Task prompt:
Scale the records below by repeating every line, requests included, with each coordinate in the answers multiplied by 1.35 and rounded to a whole number, halves rounded up. Leave the pictures out of your answer.

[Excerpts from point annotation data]
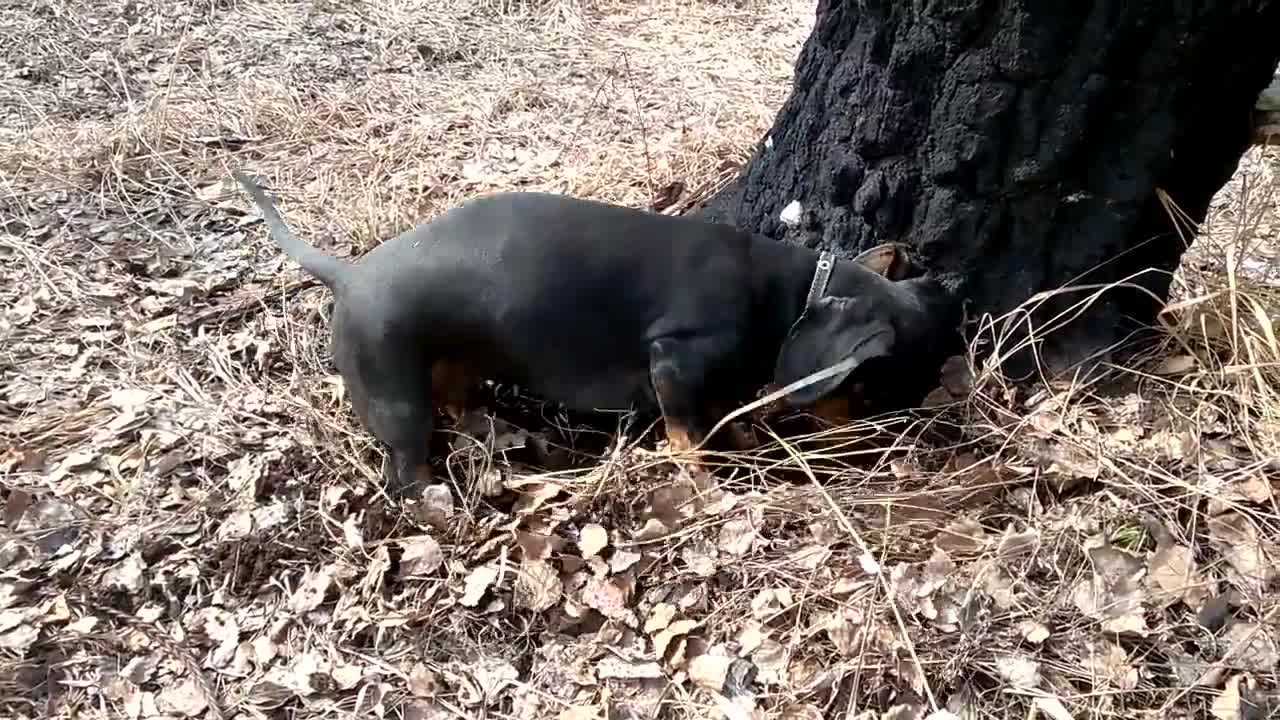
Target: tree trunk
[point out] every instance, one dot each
(1015, 146)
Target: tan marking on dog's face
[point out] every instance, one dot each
(833, 409)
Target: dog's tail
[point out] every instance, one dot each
(328, 269)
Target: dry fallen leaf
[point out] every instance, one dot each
(312, 589)
(1033, 632)
(613, 668)
(1175, 365)
(184, 698)
(1109, 664)
(700, 557)
(1115, 592)
(1019, 670)
(709, 670)
(963, 537)
(423, 682)
(1226, 706)
(593, 540)
(1251, 646)
(1052, 707)
(1174, 577)
(476, 583)
(421, 556)
(609, 600)
(737, 536)
(659, 616)
(538, 586)
(1252, 559)
(129, 575)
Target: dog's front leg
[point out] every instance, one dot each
(677, 369)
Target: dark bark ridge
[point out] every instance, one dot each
(1014, 147)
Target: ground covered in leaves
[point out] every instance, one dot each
(191, 515)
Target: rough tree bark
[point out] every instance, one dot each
(1015, 146)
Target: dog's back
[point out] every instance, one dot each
(563, 294)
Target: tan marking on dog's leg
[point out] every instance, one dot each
(451, 386)
(681, 441)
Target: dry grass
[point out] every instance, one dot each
(191, 522)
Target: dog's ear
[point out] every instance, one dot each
(828, 332)
(888, 260)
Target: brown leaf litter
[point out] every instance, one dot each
(193, 519)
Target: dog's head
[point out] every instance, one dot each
(876, 305)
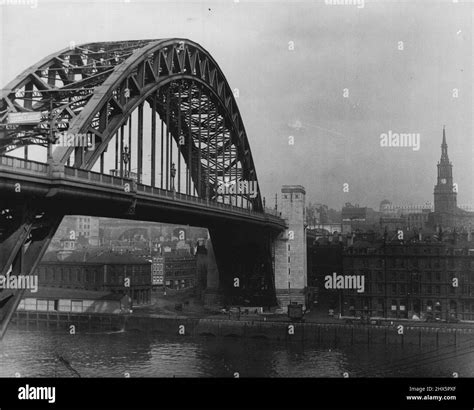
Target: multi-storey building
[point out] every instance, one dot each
(125, 274)
(415, 279)
(179, 270)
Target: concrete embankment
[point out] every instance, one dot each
(321, 334)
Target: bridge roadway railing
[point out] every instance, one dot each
(71, 173)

Solution to the problem:
Target: tree trunk
[point out] every instance, one dot each
(1370, 197)
Target: tan marking on dog's face
[point out] every instance, one dot each
(1125, 552)
Target: dog's tail
[point out] every instance, one dot each
(443, 363)
Target: dry fallen leaf
[point out] every instance, one dot each
(421, 795)
(1395, 853)
(828, 902)
(1586, 493)
(248, 942)
(1497, 896)
(945, 752)
(1505, 799)
(1376, 905)
(957, 905)
(1300, 725)
(571, 921)
(1655, 953)
(801, 729)
(1689, 872)
(1420, 954)
(1585, 779)
(643, 787)
(568, 751)
(822, 810)
(995, 724)
(890, 832)
(726, 791)
(1690, 755)
(174, 776)
Target: dog's front leg
[point out] every instance, one dot each
(914, 498)
Target: dark bark ridge
[point out] every instance, one dot each
(1369, 198)
Target: ground covered in leaves
[point out] every instance, one dot each
(258, 695)
Target: rough tree bark
[point out] every instance, one dot each
(1370, 197)
Target: dog's back
[point out] every instance, one dot each
(760, 397)
Target: tan marking on dog's leg
[point out] every instance, one dot each
(609, 521)
(919, 595)
Target: dry grass
[point out] every instance, one dot each
(258, 705)
Target: dog's ear
[point out] every instance, one dot each
(1118, 448)
(1199, 351)
Target: brown leaf litter
[point out] every instance, one dot each
(261, 701)
Target: dog's head
[point out] every instance, one dot each
(1183, 412)
Target: multi-storey building
[point out] every instance, one dot each
(169, 370)
(560, 377)
(242, 365)
Target: concrete embankment
[point out] every instance, one dot each
(433, 451)
Target: bridge roadway railing
[point out] every instance, one dot each
(96, 234)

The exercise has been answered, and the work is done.